● **Brief**:
Copy word for word the lines in the records below, starting at the line with "find grassy slope" and ending at the line with "find man in brown suit". Skip the pictures.

● **Task data**:
______________________________

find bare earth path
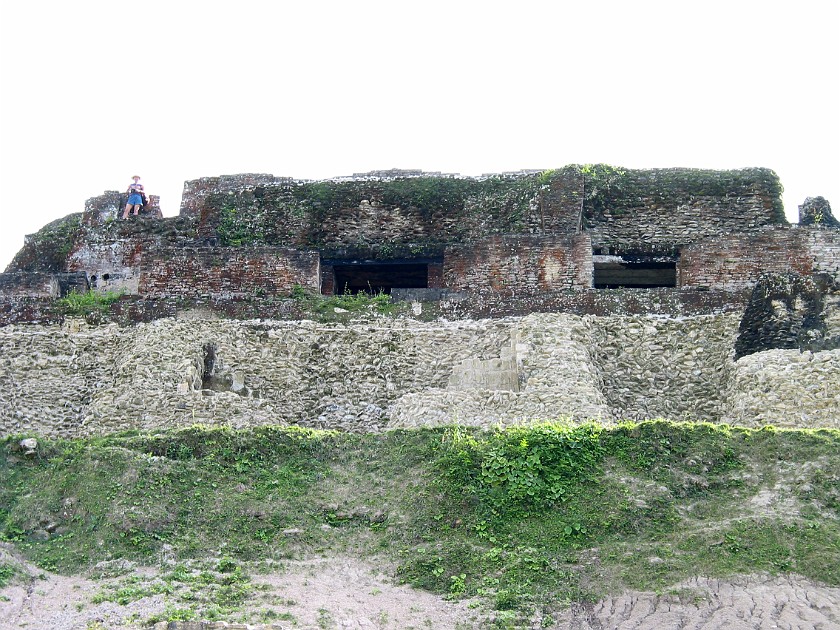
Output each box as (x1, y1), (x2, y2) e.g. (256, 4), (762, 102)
(2, 545), (839, 629)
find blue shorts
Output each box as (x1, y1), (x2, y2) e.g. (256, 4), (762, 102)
(128, 193), (143, 205)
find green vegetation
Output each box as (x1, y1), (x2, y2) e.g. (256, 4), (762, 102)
(216, 204), (266, 246)
(90, 558), (253, 622)
(290, 284), (398, 317)
(1, 421), (838, 625)
(296, 176), (533, 217)
(202, 166), (786, 255)
(58, 289), (123, 317)
(0, 562), (16, 588)
(209, 174), (545, 248)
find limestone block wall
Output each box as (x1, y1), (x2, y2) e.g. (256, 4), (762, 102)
(311, 199), (463, 247)
(588, 314), (741, 422)
(0, 318), (517, 437)
(388, 314), (611, 428)
(2, 312), (837, 439)
(725, 349), (840, 428)
(192, 175), (544, 251)
(5, 214), (83, 274)
(538, 168), (585, 232)
(138, 247), (321, 298)
(444, 235), (592, 293)
(0, 322), (124, 437)
(179, 169), (783, 258)
(67, 236), (146, 294)
(0, 272), (89, 299)
(679, 227), (816, 290)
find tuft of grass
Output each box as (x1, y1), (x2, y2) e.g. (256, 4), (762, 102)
(57, 289), (123, 317)
(0, 562), (16, 588)
(290, 284), (397, 317)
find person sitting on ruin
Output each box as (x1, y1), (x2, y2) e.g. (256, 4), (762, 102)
(122, 175), (145, 219)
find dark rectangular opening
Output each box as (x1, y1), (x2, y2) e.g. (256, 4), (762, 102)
(593, 254), (677, 289)
(331, 263), (429, 295)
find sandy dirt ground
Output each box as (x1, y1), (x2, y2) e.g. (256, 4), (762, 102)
(2, 544), (839, 629)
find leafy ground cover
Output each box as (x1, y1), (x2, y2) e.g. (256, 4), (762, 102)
(1, 421), (838, 626)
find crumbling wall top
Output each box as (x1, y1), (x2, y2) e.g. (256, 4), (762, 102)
(799, 196), (839, 227)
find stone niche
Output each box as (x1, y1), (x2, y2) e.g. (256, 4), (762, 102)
(197, 342), (251, 397)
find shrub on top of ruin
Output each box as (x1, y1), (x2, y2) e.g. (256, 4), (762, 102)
(537, 169), (557, 185)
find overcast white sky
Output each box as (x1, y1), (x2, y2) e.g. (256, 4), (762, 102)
(1, 1), (838, 270)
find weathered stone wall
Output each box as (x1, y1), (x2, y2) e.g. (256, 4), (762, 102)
(0, 273), (60, 298)
(443, 235), (592, 293)
(180, 174), (296, 217)
(138, 247), (321, 298)
(810, 229), (840, 279)
(388, 314), (611, 428)
(585, 168), (785, 253)
(539, 168), (585, 232)
(0, 318), (515, 436)
(0, 320), (124, 437)
(589, 314), (740, 422)
(429, 287), (750, 318)
(5, 168), (803, 307)
(679, 227), (817, 290)
(0, 286), (751, 328)
(725, 349), (840, 428)
(734, 272), (840, 359)
(66, 234), (146, 295)
(3, 312), (836, 439)
(83, 190), (162, 226)
(5, 214), (83, 273)
(65, 216), (200, 295)
(191, 174), (545, 253)
(799, 196), (838, 227)
(179, 169), (784, 257)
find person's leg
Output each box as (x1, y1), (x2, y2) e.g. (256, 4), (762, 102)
(123, 203), (132, 219)
(132, 204), (140, 216)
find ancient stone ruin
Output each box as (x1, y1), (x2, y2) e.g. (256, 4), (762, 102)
(1, 165), (838, 437)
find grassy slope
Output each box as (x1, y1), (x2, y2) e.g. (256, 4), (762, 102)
(1, 421), (839, 623)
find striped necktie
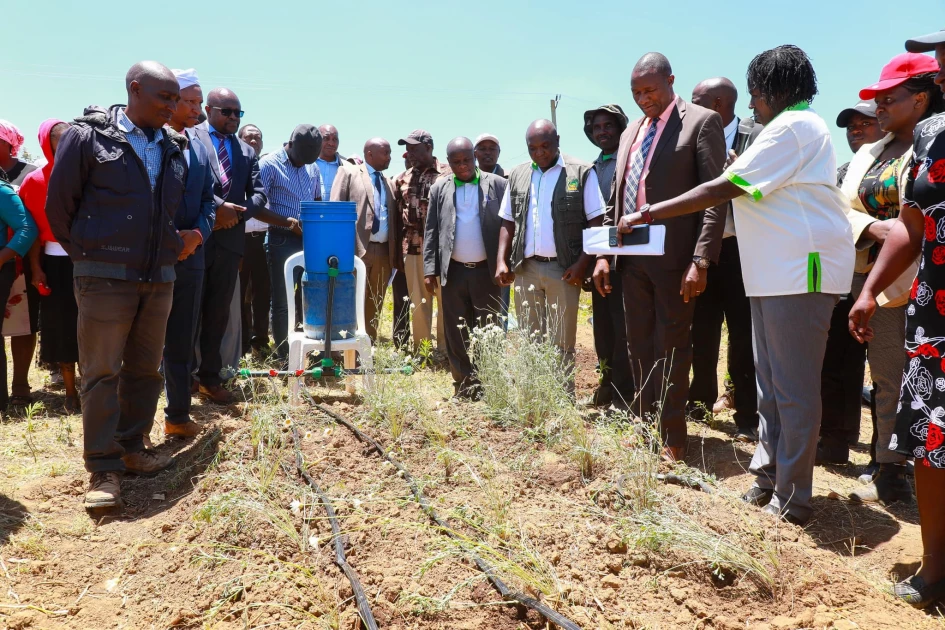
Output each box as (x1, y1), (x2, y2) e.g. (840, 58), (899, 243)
(371, 171), (383, 234)
(623, 118), (659, 215)
(212, 131), (233, 197)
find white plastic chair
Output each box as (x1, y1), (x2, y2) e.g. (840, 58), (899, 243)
(284, 251), (374, 404)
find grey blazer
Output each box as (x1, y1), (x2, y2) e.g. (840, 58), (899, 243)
(423, 171), (507, 286)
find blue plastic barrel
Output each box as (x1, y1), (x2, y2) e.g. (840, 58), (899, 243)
(301, 271), (357, 340)
(300, 201), (356, 273)
(298, 201), (358, 341)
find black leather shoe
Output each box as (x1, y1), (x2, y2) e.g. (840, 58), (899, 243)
(815, 443), (849, 465)
(762, 503), (808, 526)
(742, 486), (774, 507)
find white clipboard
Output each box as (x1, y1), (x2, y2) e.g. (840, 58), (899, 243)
(582, 225), (666, 256)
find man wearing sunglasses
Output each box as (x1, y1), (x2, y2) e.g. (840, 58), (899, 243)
(192, 87), (298, 404)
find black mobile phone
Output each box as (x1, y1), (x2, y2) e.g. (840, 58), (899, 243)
(610, 225), (650, 247)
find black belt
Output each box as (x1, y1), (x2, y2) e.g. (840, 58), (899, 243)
(451, 259), (488, 269)
(529, 255), (557, 263)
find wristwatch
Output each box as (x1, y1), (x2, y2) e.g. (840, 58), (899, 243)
(639, 203), (654, 225)
(692, 256), (710, 269)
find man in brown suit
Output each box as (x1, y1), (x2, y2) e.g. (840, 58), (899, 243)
(593, 52), (726, 461)
(330, 138), (401, 341)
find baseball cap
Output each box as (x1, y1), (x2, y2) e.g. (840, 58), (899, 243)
(858, 52), (940, 99)
(397, 129), (433, 146)
(836, 101), (877, 128)
(474, 133), (500, 149)
(906, 29), (945, 53)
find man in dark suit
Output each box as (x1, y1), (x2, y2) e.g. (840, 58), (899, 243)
(331, 137), (400, 341)
(192, 87), (296, 404)
(688, 77), (762, 443)
(423, 137), (507, 398)
(161, 68), (215, 438)
(593, 53), (727, 461)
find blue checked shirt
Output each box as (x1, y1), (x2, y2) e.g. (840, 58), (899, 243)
(316, 156), (342, 200)
(259, 148), (322, 226)
(116, 108), (163, 189)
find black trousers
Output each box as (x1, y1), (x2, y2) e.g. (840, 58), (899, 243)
(689, 237), (758, 431)
(820, 291), (865, 447)
(240, 230), (270, 354)
(441, 262), (501, 392)
(591, 272), (635, 406)
(163, 265), (203, 425)
(392, 268), (410, 349)
(198, 244), (241, 387)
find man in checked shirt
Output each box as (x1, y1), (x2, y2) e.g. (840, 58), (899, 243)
(392, 129), (451, 352)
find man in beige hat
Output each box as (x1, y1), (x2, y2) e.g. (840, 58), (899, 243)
(474, 133), (504, 178)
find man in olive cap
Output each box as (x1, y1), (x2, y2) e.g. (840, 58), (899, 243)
(259, 124), (322, 362)
(583, 104), (634, 408)
(393, 129), (450, 352)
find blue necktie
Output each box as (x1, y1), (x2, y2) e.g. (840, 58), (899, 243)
(372, 171), (383, 234)
(623, 118), (659, 215)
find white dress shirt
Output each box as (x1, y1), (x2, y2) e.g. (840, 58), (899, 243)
(366, 163), (389, 243)
(451, 177), (487, 263)
(498, 155), (604, 259)
(723, 116), (740, 238)
(724, 116), (739, 152)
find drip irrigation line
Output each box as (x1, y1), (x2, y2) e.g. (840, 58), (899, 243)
(656, 473), (715, 495)
(288, 425), (379, 630)
(300, 393), (582, 630)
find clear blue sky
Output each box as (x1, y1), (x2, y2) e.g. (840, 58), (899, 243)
(3, 2), (943, 167)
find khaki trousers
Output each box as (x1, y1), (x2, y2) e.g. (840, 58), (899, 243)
(513, 258), (580, 371)
(404, 253), (445, 350)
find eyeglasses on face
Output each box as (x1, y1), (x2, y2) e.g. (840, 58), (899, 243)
(211, 107), (245, 118)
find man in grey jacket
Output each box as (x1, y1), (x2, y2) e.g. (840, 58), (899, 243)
(423, 137), (507, 398)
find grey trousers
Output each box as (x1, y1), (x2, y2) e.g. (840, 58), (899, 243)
(851, 274), (908, 464)
(749, 292), (837, 521)
(75, 277), (174, 473)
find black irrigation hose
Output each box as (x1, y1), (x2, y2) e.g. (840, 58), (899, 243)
(301, 393), (582, 630)
(656, 473), (715, 495)
(288, 425), (379, 630)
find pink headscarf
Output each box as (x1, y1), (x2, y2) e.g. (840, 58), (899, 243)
(0, 120), (24, 157)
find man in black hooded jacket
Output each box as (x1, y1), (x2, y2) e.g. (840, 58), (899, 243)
(47, 60), (186, 511)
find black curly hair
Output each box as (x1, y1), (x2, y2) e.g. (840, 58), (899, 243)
(746, 45), (818, 114)
(901, 72), (945, 120)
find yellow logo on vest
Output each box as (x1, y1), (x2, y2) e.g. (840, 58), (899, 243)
(566, 178), (579, 192)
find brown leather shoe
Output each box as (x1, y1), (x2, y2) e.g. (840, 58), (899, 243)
(84, 471), (123, 509)
(165, 420), (202, 438)
(121, 449), (172, 477)
(661, 445), (686, 463)
(198, 383), (236, 405)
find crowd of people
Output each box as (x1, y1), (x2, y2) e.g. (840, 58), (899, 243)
(1, 30), (945, 609)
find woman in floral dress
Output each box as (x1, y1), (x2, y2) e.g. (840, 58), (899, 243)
(849, 34), (945, 609)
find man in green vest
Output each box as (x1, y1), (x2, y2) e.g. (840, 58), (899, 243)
(495, 119), (606, 384)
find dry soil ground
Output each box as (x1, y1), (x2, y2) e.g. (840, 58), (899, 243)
(0, 298), (941, 630)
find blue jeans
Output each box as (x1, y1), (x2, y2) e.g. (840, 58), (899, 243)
(266, 230), (304, 361)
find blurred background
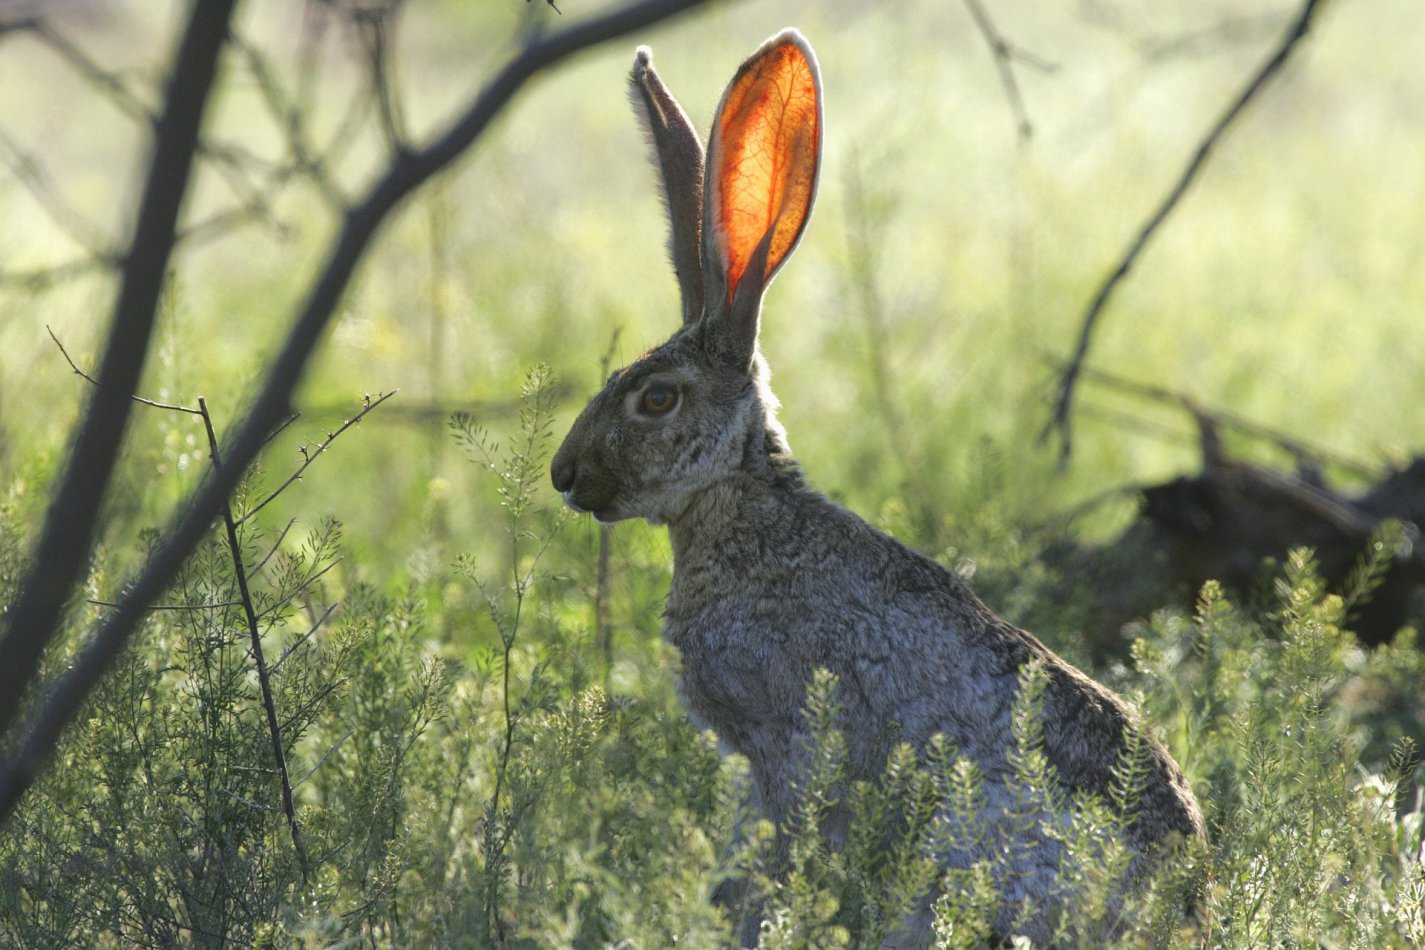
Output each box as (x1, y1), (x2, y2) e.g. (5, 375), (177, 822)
(1, 0), (1421, 603)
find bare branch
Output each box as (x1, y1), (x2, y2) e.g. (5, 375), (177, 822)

______________________________

● **Reply to the exercise**:
find grassy slope
Output each box as (x1, y1), (x2, y2) e.g. (256, 4), (762, 102)
(1, 421), (839, 623)
find striped necktie
Output each box as (x1, y1), (x2, y2) e.g. (840, 58), (899, 243)
(371, 171), (383, 234)
(623, 118), (659, 215)
(212, 131), (233, 197)
find white plastic chair
Output each box as (x1, y1), (x2, y2) e.g. (840, 58), (899, 243)
(284, 251), (374, 404)
find grey blazer
Output each box as (x1, y1), (x2, y2) e.g. (840, 58), (899, 243)
(423, 171), (507, 286)
find blue plastic barrel
Output each box as (x1, y1), (x2, y2) e.g. (840, 58), (899, 243)
(301, 271), (357, 340)
(300, 201), (356, 273)
(298, 201), (358, 341)
find black leather shoe
Output each box as (x1, y1), (x2, y2) e.g. (840, 58), (899, 243)
(815, 443), (849, 465)
(762, 503), (808, 526)
(742, 486), (774, 507)
find white clipboard
Output each box as (x1, y1), (x2, y2) e.g. (840, 58), (899, 243)
(582, 225), (666, 256)
find man wearing sunglasses
Output each box as (x1, y1), (x2, y2) e.g. (840, 58), (899, 243)
(192, 87), (298, 404)
find black mobile phone
Output each box as (x1, y1), (x2, y2) e.g. (840, 58), (899, 243)
(610, 225), (650, 247)
find black belt
Output each box as (x1, y1), (x2, y2) e.g. (840, 58), (899, 243)
(451, 259), (488, 269)
(529, 255), (557, 263)
find wristwatch
Output each box as (x1, y1), (x2, y2) e.g. (840, 58), (899, 243)
(639, 203), (654, 225)
(692, 256), (710, 269)
find man in brown suit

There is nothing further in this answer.